Extracted text.
★ ★ ★ ★ ★ ★ ★
Abstract:
A reduced dispersion optical waveguide and methods of fabricating the same are implemented. The optical waveguide may be fabricated in commercially practicable units without having to predetermine its length in a particular application. The reduced dispersion optical waveguide prevents optical pulse overlap in optical waveguide transmission systems operating over long distances or at high data rates.

Description:
TECHNICAL FIELD 
     The present invention related to the field of optical waveguides in general and in particular to a method and apparatus for reducing dispersion in optical waveguides. 
     BACKGROUND INFORMATION 
     Single mode optical waveguides (or optical fibers) are limited in bandwidth by dispersion. A pulse of given shape introduced into the input end of an optical waveguide will be spread as the pulse is transmitted along the length of the optical waveguide because of dispersion, the variation of wave phase velocity with wave frequency which is an inherent property of the materials comprising the guide as well as of guided modes themselves. For a particular waveguide with a given set of optical properties, the amount by which a pulse spreads is proportional to the length of the optical waveguide. Pulse spreading cannot be permitted to proceed to the point where adjacent optical pulses overlap. Thus, for a given pulse shape and optical waveguide, dispersion limits the length of the optical waveguide. Conversely, dispersion limits the pulse rate in an optical waveguide system having given optical waveguide properties and transmission distance. 
     Thus, there is a need in the art for optical waveguides and methods for fabricating them which reduce the amount of dispersion in an optical waveguide. Such dispersion-free optical waveguides would allow transmission of optical data signals over increased distances and at higher data rates relative to conventional optical waveguide systems which do not employ methods to reduce the dispersion in the optical waveguide. Moreover, there is a particular need in the art for an optical waveguide, and methods for fabricating them, having reduced dispersion and which do not require a predetermination of the length of the optical waveguide or its properties in order to properly compensate for the effects of dispersion. 
     SUMMARY OF THE INVENTION 
     The previously mentioned needs are satisfied by the present invention. The invention provides, in one embodiment, an optical waveguide that has zero or an otherwise inconsequentially small dispersion over a length of optical waveguide. In such a reduced dispersion optical waveguide, the length of the guide is not constrained by optical pulse spreading considerations. The present invention also includes methods for making such a reduced dispersion optical waveguide. The optical waveguide achieves such reduced dispersion by employing alternating regions of waveguide having positive and negative dispersion.
★ ★ ★ ★ ★ ★ ★
Available data.
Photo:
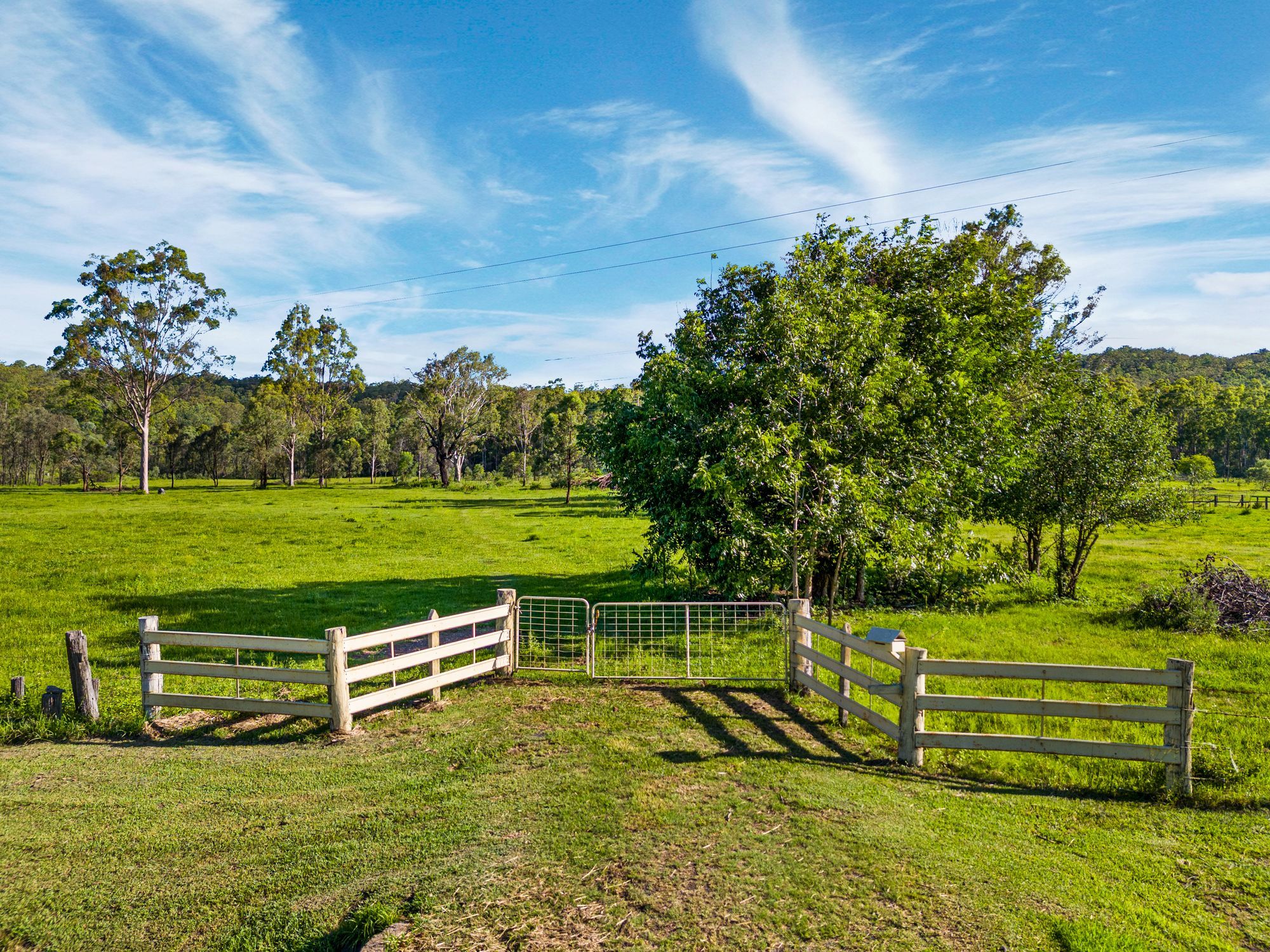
★ ★ ★ ★ ★ ★ ★
Short exercise 1.
Write out, word for word, the stretch of the waveguide patent text from "Thus, there is" through "effects of dispersion.".
Short exercise 2.
Name every section heading printed in capital letters within the description part of the waveguide patent text.
Rely only on the waveguide patent text, not on the data, for what comes next.

Task solution 1.
Thus, there is a need in the art for optical waveguides and methods for fabricating them which reduce the amount of dispersion in an optical waveguide. Such dispersion-free optical waveguides would allow transmission of optical data signals over increased distances and at higher data rates relative to conventional optical waveguide systems which do not employ methods to reduce the dispersion in the optical waveguide. Moreover, there is a particular need in the art for an optical waveguide, and methods for fabricating them, having reduced dispersion and which do not require a predetermination of the length of the optical waveguide or its properties in order to properly compensate for the effects of dispersion.

Task solution 2.
TECHNICAL FIELD
BACKGROUND INFORMATION
SUMMARY OF THE INVENTION